BEGIN Document passage

July 2, 2007
This article was contributed by Donnie Berkholz
Package management is one of the key defining characteristics of a
distribution. The question of where package management is going should be of
interest to anyone involved with a distribution or administering a
Unix-based box of any sort. In many distributions, package management
appears to have reached a near standstill. For example, the RPM format has
hardly changed in years. In Gentoo, however, ongoing development of package
management is so popular that three separate, actively developed package
managers exist.
Over the past couple of years, many developers have grown increasingly
unsatisfied with Gentoo's default package manager, Portage. Portage is a
high-level interface to Gentoo's package format, a series of scripts called
ebuilds. Unfortunately, Portage wasn't planned out in the first place, and
features have been added ad hoc over the course of many years. Today, it's
extremely difficult to add features to Portage or interface with it because
there are complex interdependencies and a pretty much nonexistent
API. Consequently, two groups of developers decided to start fresh with two
separate projects: paludis and pkgcore.

END Document passage
BEGIN Provided records

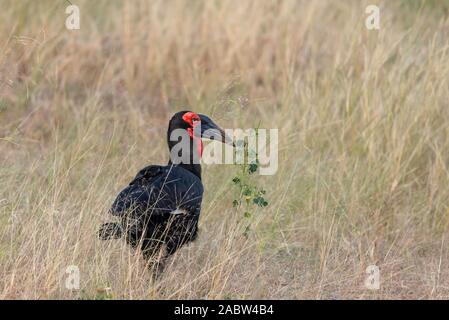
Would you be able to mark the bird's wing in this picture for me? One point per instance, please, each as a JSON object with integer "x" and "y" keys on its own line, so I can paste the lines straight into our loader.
{"x": 158, "y": 192}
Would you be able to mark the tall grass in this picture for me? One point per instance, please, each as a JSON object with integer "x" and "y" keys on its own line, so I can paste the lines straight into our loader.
{"x": 364, "y": 139}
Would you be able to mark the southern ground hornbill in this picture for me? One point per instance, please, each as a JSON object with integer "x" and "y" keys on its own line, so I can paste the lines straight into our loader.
{"x": 160, "y": 208}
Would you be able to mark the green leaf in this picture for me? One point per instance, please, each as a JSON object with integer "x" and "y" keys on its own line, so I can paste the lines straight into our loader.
{"x": 252, "y": 168}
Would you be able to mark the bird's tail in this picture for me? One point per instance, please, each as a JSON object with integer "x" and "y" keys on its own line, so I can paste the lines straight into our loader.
{"x": 110, "y": 230}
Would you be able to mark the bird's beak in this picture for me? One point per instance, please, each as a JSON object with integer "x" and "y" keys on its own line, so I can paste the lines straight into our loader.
{"x": 209, "y": 130}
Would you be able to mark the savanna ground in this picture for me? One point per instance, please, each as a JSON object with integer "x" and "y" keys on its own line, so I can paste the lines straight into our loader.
{"x": 363, "y": 145}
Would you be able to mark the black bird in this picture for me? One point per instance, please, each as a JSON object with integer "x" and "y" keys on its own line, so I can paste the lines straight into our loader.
{"x": 160, "y": 208}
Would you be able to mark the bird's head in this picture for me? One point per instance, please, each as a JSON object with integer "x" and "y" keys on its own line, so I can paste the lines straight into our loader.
{"x": 198, "y": 126}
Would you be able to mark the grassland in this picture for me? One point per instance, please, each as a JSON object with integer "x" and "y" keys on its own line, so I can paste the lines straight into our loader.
{"x": 363, "y": 145}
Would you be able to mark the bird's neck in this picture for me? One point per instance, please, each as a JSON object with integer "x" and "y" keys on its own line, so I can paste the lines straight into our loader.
{"x": 190, "y": 162}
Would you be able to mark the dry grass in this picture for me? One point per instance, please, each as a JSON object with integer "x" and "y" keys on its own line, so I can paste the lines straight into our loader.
{"x": 364, "y": 139}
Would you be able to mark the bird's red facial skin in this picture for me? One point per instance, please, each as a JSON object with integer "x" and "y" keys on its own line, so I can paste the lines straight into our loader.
{"x": 193, "y": 120}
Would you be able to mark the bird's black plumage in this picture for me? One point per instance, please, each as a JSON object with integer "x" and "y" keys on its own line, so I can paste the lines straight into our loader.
{"x": 160, "y": 208}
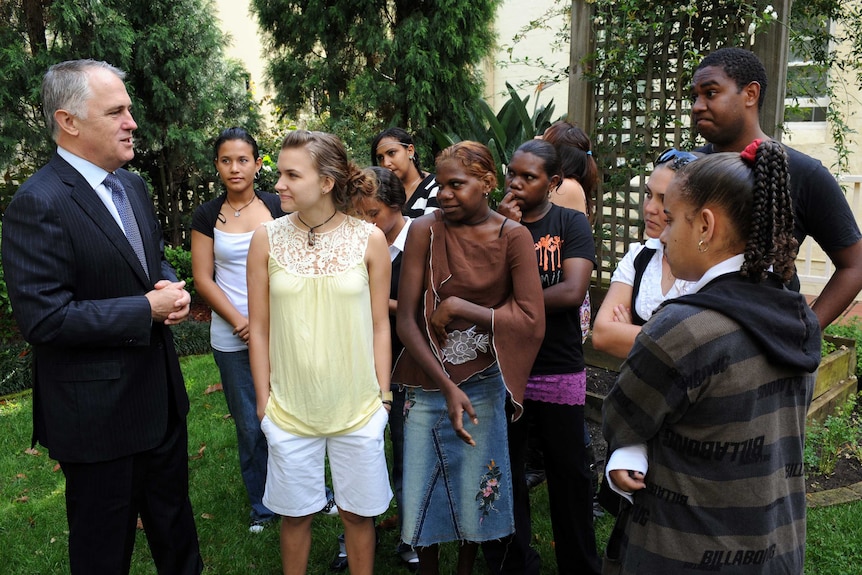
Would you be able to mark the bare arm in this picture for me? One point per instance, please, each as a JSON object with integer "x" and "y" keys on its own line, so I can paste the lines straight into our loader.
{"x": 257, "y": 274}
{"x": 844, "y": 285}
{"x": 379, "y": 272}
{"x": 203, "y": 269}
{"x": 410, "y": 294}
{"x": 611, "y": 336}
{"x": 572, "y": 288}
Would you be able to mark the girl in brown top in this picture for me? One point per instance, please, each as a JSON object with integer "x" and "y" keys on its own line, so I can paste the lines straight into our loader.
{"x": 471, "y": 318}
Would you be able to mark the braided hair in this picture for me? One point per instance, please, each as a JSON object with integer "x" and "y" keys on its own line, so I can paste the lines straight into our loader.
{"x": 574, "y": 147}
{"x": 752, "y": 189}
{"x": 404, "y": 138}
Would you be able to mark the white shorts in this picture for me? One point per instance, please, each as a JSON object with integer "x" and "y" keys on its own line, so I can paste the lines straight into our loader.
{"x": 295, "y": 477}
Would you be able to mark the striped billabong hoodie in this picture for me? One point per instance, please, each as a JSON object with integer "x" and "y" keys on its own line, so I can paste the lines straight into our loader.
{"x": 717, "y": 386}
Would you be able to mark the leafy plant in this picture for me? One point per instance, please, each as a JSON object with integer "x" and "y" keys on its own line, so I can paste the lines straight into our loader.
{"x": 502, "y": 132}
{"x": 192, "y": 337}
{"x": 851, "y": 329}
{"x": 8, "y": 331}
{"x": 840, "y": 435}
{"x": 15, "y": 367}
{"x": 181, "y": 260}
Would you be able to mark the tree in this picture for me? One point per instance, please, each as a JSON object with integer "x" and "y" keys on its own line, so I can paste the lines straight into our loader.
{"x": 378, "y": 62}
{"x": 183, "y": 88}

END Provided records

Work instructions:
• A. Count the lines of the records that contain the word "black". Reply with the number alone.
• B. Extend the article on Gentoo package management, starting right after its last sentence.

Final answers:
• A. 2

• B.
Paludis is implemented in C++ and bash, with a C++ API and an optional
Ruby scripting API. One of the
biggest features that Portage lacks but Paludis supports is the ability to
remove all unused dependencies of a package when removing that
package. Also, it has a much more flexible configuration system,
user-definable hooks into the build process, user-defined sets of packages,
and clean support for multiple repositories. In Portage, secondary
repositories (called "overlays") are second-class citizens. Furthermore, Paludis
added a number of features Gentoo developers have been requesting for years
that add flexibility to how dependencies can be specified. Paludis contains
a number of modules, including:
- paludis—package installation, removal, and queries
- contrarius—a client for building cross-compiling toolchains
- inquisitio—a package searching client
- qualudis—a quality assurance tool for ebuilds
- adjutrix—a tool for architecture teams
Paludis includes experimental Portage support as of the end of March. This
means you can try it out without wasting time migrating config files over,
which significantly lowers its barrier to adoption.
Pkgcore is implemented in Python, the same language as Portage, with a few
time-critical modules in C. It was designed so that there's no reason it has
to be Gentoo-specific—it could easily support other package
formats. Its philosophy is to maintain complete backwards compatibility with
Portage while recoding it in a clean, maintainable, extensible fashion. Some
of the code written for Pkgcore has been pulled back into Portage, such as
the cache-handling code. Its 0.3 release finally reached a point of
usability because it added frontends with comprehensible output—one
that mirrors Portage and another that mirrors Paludis. Despite being in
Python, it runs shockingly fast—it is a good example that not all
programs written in high-level languages need be slow. The Pkgcore API is also viewable online. Some
of the utilities Pkgcore includes are:
- pmerge—package merging and unmerging
- pmaint—repository maintenance: syncing, etc.
- pquery—package searching
- pcheck—QA checker for ebuilds
A couple of interesting features Pkgcore has are N-parent inheritance of
eclasses (a Portage feature that allows inheritance to be used in bash code)
and an ebuild daemon. The daemon has a number of benefits including
near-linear scaling to multiple processors for some tasks—Pkgcore's
home page cites ~90% scaling on a quad Pentium 3. And of course, one benefit
over Paludis is that you don't need to use the occasionally less-than-speedy
g++ to compile it.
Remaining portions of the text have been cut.